┌────────

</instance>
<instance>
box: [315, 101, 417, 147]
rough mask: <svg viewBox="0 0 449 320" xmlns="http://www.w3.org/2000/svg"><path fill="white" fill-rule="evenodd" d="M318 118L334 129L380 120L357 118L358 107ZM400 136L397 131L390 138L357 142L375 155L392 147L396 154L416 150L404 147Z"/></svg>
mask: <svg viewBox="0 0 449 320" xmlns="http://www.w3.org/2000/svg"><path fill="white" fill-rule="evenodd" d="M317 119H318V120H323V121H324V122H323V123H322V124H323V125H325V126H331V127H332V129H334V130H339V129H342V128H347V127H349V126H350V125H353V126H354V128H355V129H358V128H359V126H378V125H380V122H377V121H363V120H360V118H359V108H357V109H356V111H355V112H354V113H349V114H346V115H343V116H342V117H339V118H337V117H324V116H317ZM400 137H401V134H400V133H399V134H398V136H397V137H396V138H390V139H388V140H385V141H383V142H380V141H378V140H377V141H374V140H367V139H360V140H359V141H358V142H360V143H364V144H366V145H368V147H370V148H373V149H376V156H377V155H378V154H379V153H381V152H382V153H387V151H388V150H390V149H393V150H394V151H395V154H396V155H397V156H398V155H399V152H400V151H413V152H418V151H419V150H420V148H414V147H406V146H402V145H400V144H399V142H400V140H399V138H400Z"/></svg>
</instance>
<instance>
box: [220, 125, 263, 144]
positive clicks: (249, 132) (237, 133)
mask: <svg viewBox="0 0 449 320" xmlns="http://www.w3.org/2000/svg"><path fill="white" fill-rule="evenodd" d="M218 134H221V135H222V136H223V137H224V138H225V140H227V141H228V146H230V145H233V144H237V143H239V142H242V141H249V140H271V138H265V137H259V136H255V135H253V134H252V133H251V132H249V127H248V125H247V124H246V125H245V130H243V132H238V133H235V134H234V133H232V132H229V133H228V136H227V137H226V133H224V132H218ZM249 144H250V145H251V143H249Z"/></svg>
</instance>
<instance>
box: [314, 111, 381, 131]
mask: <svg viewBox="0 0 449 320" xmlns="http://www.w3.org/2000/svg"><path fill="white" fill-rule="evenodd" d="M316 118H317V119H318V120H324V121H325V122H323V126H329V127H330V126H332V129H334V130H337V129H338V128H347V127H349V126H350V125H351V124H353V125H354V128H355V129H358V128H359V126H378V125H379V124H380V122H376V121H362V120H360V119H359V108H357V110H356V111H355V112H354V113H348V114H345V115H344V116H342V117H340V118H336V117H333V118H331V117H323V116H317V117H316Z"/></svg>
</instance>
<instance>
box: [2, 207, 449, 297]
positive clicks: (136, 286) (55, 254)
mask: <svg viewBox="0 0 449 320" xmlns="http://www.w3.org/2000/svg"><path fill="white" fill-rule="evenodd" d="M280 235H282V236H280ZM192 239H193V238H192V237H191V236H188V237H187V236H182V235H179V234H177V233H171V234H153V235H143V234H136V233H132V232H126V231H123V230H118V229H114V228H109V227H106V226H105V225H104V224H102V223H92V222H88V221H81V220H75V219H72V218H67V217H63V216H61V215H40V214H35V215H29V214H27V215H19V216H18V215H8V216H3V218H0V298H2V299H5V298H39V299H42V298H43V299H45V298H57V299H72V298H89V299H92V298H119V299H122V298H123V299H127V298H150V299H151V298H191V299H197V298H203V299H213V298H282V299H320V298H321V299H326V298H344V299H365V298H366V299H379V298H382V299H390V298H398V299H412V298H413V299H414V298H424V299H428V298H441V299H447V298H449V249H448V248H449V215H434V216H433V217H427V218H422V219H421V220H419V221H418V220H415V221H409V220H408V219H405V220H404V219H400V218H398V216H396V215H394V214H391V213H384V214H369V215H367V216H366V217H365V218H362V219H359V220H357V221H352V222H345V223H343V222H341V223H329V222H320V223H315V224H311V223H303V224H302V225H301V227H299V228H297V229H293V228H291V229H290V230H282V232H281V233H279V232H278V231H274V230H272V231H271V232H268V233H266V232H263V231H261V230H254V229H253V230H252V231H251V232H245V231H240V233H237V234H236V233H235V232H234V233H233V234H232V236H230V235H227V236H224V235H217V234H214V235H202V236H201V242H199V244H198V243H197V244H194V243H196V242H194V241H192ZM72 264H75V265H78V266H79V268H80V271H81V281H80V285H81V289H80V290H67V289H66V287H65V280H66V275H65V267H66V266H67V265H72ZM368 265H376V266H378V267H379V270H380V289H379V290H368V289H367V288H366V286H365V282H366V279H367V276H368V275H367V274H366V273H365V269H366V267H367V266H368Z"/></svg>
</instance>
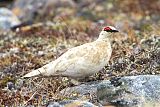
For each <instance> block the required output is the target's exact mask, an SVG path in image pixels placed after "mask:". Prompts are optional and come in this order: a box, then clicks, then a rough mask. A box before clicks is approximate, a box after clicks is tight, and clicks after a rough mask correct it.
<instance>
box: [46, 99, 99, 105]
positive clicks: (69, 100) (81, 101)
mask: <svg viewBox="0 0 160 107" xmlns="http://www.w3.org/2000/svg"><path fill="white" fill-rule="evenodd" d="M47 107H98V106H96V105H94V104H92V103H90V102H88V101H80V100H66V101H61V102H50V103H49V104H48V106H47Z"/></svg>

└────────

:: Activity ::
Reproduce the listing from its first line down to the line that contains "rough mask: <svg", including both of those lines.

:: Response below ::
</instance>
<instance>
box: [315, 101, 417, 147]
rough mask: <svg viewBox="0 0 449 320" xmlns="http://www.w3.org/2000/svg"><path fill="white" fill-rule="evenodd" d="M318 118L334 129L380 120L357 118L358 107ZM400 136L397 131L390 138L357 142L375 155L392 147L396 154L416 150L404 147Z"/></svg>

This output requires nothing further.